---------- TEXTE À LIRE ----------

«C’est toujours une question de design»

Dans l’univers de Cecilie Bahnsen, la nature prend le dessus. Les fleurs, élément central de la marque, s’épanouissent et se détachent des vêtements et des accessoires comme si elles étaient tombées dessus par hasard, tandis que chaque pièce de la nouvelle collection semble appartenir à une jeune fille qui aime autant le camping que la mode. Malgré ce lien étroit avec le monde de la nature, la féminité et la flore, les créations de Bahnsen conservent des aspects techniques de pointe, fruits d’une recherche approfondie sur les matériaux et sur les techniques artisanales. C’est dans ce grand paradoxe entre innovation technologique et organicité, entre légèreté féminine et force de la nature, que s’inscrit la nouvelle collaboration de Cecilie Bahnsen avec The North Face, présentée lors de la Paris Fashion Week SS25. En coulisses, la créatrice raconte les origines et l’inspiration de la collaboration, l’avenir de sa marque et comment elle parvient à répondre aux besoins des femmes de Copenhague, qui ont besoin de vêtements confortables pour pédaler, autant qu’à ceux des femmes de Paris, et leur volonté de rester chic en toutes circonstances.

----------

### CONSIGNES DE TRAVAIL
1. D'après le texte sur Cecilie Bahnsen, à quoi ses créations doivent-elles leurs aspects techniques de pointe ? Répondez en une à trois phrases.
2. Selon le texte sur Cecilie Bahnsen, lors de quel événement sa collaboration avec The North Face a-t-elle été présentée ?
3. Résumez le texte sur Cecilie Bahnsen en deux phrases.

---------- DONNÉES ENREGISTRÉES ----------

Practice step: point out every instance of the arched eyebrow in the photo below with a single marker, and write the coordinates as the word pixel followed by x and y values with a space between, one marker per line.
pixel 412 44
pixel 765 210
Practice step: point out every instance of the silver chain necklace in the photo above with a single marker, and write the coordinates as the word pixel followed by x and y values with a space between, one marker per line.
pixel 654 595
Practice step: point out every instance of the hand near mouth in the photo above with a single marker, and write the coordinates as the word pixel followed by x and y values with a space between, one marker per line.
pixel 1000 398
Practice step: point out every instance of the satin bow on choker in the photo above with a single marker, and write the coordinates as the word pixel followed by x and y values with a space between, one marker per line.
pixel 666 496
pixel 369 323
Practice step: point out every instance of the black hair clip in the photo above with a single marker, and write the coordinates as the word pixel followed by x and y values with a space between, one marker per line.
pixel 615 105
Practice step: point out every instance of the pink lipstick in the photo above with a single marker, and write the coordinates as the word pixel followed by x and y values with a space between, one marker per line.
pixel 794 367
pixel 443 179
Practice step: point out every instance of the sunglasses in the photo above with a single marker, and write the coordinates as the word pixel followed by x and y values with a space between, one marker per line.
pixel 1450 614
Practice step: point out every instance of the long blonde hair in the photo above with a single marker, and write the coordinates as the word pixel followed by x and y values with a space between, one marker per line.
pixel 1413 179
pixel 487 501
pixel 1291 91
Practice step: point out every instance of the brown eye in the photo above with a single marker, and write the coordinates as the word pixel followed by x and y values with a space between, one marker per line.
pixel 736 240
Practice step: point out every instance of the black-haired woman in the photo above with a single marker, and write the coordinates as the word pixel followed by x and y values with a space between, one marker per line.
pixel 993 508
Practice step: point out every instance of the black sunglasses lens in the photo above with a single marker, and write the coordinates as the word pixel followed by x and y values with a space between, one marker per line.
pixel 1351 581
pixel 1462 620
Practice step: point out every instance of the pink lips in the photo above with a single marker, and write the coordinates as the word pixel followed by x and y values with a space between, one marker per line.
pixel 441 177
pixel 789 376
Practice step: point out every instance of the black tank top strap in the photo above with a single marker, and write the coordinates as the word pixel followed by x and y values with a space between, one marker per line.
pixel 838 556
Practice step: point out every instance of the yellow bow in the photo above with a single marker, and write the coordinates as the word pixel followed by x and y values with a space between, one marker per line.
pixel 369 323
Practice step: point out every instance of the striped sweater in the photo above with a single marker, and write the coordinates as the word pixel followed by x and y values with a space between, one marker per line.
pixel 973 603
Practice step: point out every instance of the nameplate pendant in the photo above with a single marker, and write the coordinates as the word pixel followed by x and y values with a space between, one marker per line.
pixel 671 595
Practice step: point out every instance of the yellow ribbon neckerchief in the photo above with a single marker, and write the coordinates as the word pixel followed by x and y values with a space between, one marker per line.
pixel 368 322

----------

### CORRIGÉ DES EXERCICES
1. Les créations de Cecilie Bahnsen doivent leurs aspects techniques de pointe à une recherche approfondie sur les matériaux et sur les techniques artisanales. Elles conservent ces aspects malgré leur lien étroit avec la nature, la féminité et la flore.

2. Elle a été présentée lors de la Paris Fashion Week SS25.

3. Dans l'univers de Cecilie Bahnsen, les fleurs occupent une place centrale, et ses créations allient ce lien avec la nature à des aspects techniques issus d'une recherche approfondie sur les matériaux et l'artisanat. Sa nouvelle collaboration avec The North Face, présentée à la Paris Fashion Week SS25, s'inscrit dans ce paradoxe entre innovation technologique et organicité, et la créatrice en évoque en coulisses les origines, l'inspiration et l'avenir de sa marque.